Start of SOURCE DATA
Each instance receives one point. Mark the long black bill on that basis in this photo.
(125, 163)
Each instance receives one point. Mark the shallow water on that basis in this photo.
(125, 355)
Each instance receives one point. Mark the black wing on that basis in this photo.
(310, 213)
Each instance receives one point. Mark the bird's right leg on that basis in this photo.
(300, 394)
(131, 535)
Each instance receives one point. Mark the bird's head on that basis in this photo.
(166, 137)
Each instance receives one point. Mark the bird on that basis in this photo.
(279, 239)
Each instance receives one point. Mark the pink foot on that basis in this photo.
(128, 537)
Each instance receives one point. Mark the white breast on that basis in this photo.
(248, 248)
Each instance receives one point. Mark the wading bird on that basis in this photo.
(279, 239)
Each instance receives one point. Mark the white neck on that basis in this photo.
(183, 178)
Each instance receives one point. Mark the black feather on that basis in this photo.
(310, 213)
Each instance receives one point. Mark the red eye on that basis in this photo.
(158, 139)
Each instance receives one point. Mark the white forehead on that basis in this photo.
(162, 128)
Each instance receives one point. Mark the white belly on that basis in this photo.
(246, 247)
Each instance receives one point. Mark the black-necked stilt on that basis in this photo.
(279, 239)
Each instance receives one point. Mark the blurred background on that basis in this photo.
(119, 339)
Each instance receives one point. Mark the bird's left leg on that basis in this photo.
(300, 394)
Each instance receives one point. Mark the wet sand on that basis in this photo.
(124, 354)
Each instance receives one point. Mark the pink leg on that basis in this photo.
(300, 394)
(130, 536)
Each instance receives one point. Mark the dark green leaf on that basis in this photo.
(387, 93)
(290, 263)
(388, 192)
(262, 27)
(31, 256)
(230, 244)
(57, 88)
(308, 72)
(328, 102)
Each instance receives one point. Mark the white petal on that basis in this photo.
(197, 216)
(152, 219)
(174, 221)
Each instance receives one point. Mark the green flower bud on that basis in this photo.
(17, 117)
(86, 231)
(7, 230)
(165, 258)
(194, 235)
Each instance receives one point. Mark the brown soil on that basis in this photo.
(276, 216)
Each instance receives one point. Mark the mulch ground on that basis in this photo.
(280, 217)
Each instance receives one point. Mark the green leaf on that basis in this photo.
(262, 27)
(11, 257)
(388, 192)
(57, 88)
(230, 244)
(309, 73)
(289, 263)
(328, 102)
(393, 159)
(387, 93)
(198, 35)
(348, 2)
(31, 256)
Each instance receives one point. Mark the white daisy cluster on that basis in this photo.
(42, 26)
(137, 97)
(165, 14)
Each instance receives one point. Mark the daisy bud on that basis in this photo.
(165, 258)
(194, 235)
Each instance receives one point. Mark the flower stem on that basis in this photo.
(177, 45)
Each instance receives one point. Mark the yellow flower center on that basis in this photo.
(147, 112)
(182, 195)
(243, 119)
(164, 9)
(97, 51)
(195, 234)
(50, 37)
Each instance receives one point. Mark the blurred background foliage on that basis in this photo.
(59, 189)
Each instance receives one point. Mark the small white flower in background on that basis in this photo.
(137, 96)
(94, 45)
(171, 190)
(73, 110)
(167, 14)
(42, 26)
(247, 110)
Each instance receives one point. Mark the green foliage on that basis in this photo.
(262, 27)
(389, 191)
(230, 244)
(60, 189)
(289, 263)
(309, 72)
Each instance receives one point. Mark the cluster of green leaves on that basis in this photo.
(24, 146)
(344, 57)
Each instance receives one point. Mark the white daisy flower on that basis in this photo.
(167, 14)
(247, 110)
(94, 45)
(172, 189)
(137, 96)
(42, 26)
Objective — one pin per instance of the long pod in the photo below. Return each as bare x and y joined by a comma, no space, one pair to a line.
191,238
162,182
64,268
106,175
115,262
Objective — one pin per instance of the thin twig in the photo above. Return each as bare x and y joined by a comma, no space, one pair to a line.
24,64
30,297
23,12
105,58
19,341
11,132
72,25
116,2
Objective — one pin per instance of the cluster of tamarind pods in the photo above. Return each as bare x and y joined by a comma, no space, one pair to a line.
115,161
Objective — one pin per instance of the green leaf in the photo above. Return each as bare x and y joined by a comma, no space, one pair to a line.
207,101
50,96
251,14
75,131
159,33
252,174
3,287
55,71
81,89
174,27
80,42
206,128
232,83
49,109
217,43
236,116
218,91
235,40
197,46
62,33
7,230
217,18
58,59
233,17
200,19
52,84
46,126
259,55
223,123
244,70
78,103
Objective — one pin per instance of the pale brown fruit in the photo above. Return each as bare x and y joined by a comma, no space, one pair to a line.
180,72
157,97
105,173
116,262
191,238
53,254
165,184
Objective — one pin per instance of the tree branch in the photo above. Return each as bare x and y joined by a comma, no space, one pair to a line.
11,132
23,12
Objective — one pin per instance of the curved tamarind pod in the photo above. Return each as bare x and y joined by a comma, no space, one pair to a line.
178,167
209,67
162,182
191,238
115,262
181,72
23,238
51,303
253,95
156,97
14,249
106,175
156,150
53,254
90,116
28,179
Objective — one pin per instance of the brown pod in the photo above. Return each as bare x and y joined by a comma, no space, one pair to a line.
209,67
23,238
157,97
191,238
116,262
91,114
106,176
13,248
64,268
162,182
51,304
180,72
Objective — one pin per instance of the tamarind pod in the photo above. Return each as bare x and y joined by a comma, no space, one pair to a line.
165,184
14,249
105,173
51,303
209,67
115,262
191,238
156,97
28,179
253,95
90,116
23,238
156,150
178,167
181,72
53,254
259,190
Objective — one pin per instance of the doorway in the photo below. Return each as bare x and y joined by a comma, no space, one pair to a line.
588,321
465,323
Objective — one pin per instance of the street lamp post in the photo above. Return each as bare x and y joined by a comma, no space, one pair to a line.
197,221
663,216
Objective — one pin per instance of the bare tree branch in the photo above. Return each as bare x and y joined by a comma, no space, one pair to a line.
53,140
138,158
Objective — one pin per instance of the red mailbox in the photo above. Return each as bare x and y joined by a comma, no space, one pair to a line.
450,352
End of SOURCE DATA
Reproduce the full listing exactly.

Each instance receives one point. Mark the long black bill on that basis in this photo.
(125, 163)
Each instance receives one point. Mark the shallow water on that basis in this photo.
(125, 355)
Each instance receives one point. Mark the black wing on that basis in this photo.
(310, 213)
Each instance receives one point. Mark the bird's right leg on that basis in this photo.
(300, 394)
(131, 535)
Each instance receives one point. Mark the bird's head on that basis in this photo.
(166, 137)
Each instance receives one point. Mark the bird on that basis in this photo.
(279, 239)
Each instance receives one point. Mark the pink foot on that basis in this photo.
(128, 537)
Each instance receives one point. Mark the white breast on that basis in this photo.
(248, 248)
Each instance receives one point. Mark the wading bird on that basis in this photo.
(279, 239)
Each instance receives one point. Mark the white neck on that basis in this photo.
(183, 178)
Each instance receives one point. Mark the black feather on that basis in this photo.
(310, 213)
Each instance receives one point. Mark the red eye on that basis in this photo.
(158, 139)
Each instance receives one point. Mark the white forehead on that basis in this photo.
(162, 128)
Each instance receives one point. Mark the white belly on that basis in this photo.
(246, 247)
Each instance receives one point. Mark the black-necked stilt on that basis in this photo.
(279, 239)
Each instance receives one point. Mark the blurred background on that basis in this photo.
(119, 339)
Each instance receives one point. Mark the bird's left leg on that basis in this photo.
(300, 394)
Each instance receives one point. Mark the wet sand on that basis in this photo.
(124, 354)
Each instance receives one point. Mark the pink leg on that basis in this photo.
(300, 394)
(130, 536)
Each instance receives one point. Mark the dark green leaf on that basis in this photo.
(387, 93)
(290, 263)
(388, 192)
(262, 27)
(31, 256)
(230, 244)
(57, 88)
(308, 72)
(328, 102)
Each instance receives one point. Mark the white petal on that basis in this photo.
(197, 216)
(152, 219)
(174, 221)
Each instance receives one point. Mark the green flower bud on that basis in this photo.
(17, 117)
(86, 231)
(7, 230)
(165, 258)
(194, 235)
Each instance receives one point. Mark the brown soil on that basis in this photo.
(276, 216)
Each instance receives one point. Mark the mulch ground on that basis in this photo.
(280, 217)
Each instance receives one point. Mark the green leaf on that basis in this photo.
(262, 27)
(11, 257)
(388, 192)
(57, 88)
(230, 244)
(309, 73)
(289, 263)
(328, 102)
(393, 159)
(387, 93)
(198, 35)
(348, 2)
(31, 256)
Each instance receives one point. Mark the white daisy cluster on that basis in this photo.
(42, 26)
(137, 97)
(165, 14)
Each instance receives one point. Mark the daisy bud on that basis in this photo.
(165, 258)
(194, 235)
Each instance receives one point. Mark the flower stem on that basis in this photo.
(177, 45)
Each instance receives one point. Mark the yellow flower center on that basis in this photo.
(147, 112)
(182, 195)
(243, 119)
(164, 9)
(97, 51)
(195, 234)
(50, 37)
Each instance receives one point. Mark the blurred background foliage on that basis in this photo.
(59, 189)
Each instance receives one point. Mark the small white flower in background on that basis in this photo.
(137, 96)
(94, 45)
(171, 190)
(73, 110)
(167, 14)
(42, 26)
(247, 110)
Each instance receives one point. Mark the green foliage on that basis in this photo.
(262, 27)
(389, 191)
(230, 244)
(60, 189)
(289, 263)
(309, 72)
Each instance receives one point. Mark the cluster of green leaves on that basis in this photo.
(24, 146)
(344, 57)
Each instance receives one point. Mark the white daisy flower on that basis in this photo.
(167, 14)
(247, 110)
(94, 45)
(172, 189)
(137, 96)
(42, 26)
Objective — one pin per instance of the long pod in the photo below. Return each as bare x and y joined by a comma, no space, one pair to a line.
191,238
162,182
64,268
106,175
115,262
Objective — one pin per instance of the thin twig in the photo above. Return each as bare x and y joined by a comma, no space, one pair to a line.
24,64
30,297
23,12
105,58
19,341
11,132
72,25
116,2
Objective — one pin per instance of the cluster of tamarind pods in the photo above. Return each as bare x and y joined by a comma, no space, one pair to a line.
115,161
Objective — one pin per instance of the green leaf in the photo above. Return each as bare x and y joined by a comma, no space, one pair to a line.
207,101
50,96
251,14
75,131
159,33
252,174
3,287
55,71
81,89
174,27
80,42
206,128
232,83
49,109
217,43
236,116
218,91
235,40
197,46
62,33
7,230
217,18
58,59
233,17
200,19
52,84
46,126
259,55
223,123
244,70
78,103
Objective — one pin per instance of the pale brown fruit in the photo above. Return each as bare x and y joined by a comma, no space, one pair to a line.
180,72
157,97
105,173
116,262
191,238
53,254
165,184
Objective — one pin per instance of the tree branch in the photo above. Return each as bare x and y joined by a comma, no space, one pair to a line.
11,132
23,12
Objective — one pin per instance of the curved tamarind pod in the photo above. Return each as bare x and y joined by a comma, no space, one pair to a line.
178,167
209,67
162,182
191,238
115,262
181,72
23,238
51,303
253,95
156,97
14,249
106,175
156,150
53,254
90,116
28,179
Objective — one pin per instance of the brown pod in the photo above. Return each as bare x and y joined by a comma, no space, one pair to a line.
209,67
23,238
157,97
191,238
116,262
91,114
106,176
13,248
64,268
162,182
51,304
180,72
Objective — one pin per instance of the tamarind pod in the photo above. Return each as bare x and y joined by a comma, no space, one pair to a line.
165,184
14,249
105,173
51,303
209,67
115,262
191,238
156,97
28,179
253,95
90,116
23,238
156,150
178,167
181,72
53,254
259,190
Objective — one pin per instance of the doorway in the photo below. Return each as bare x and y joined by a comma, no space, one pair to a line.
588,321
465,323
Objective — one pin per instance of the street lamp post in the photo above. Return each as bare x and y joined by a comma, no space, one pair to a line.
197,221
663,216
Objective — one pin per instance of the bare tree branch in the photo above. Return each as bare x and y joined by a comma, no space, one pair to a line.
53,140
138,158
Objective — one pin per instance of the red mailbox in the photo above. Return each as bare x and y joined by a comma, no space, one pair to a line.
450,352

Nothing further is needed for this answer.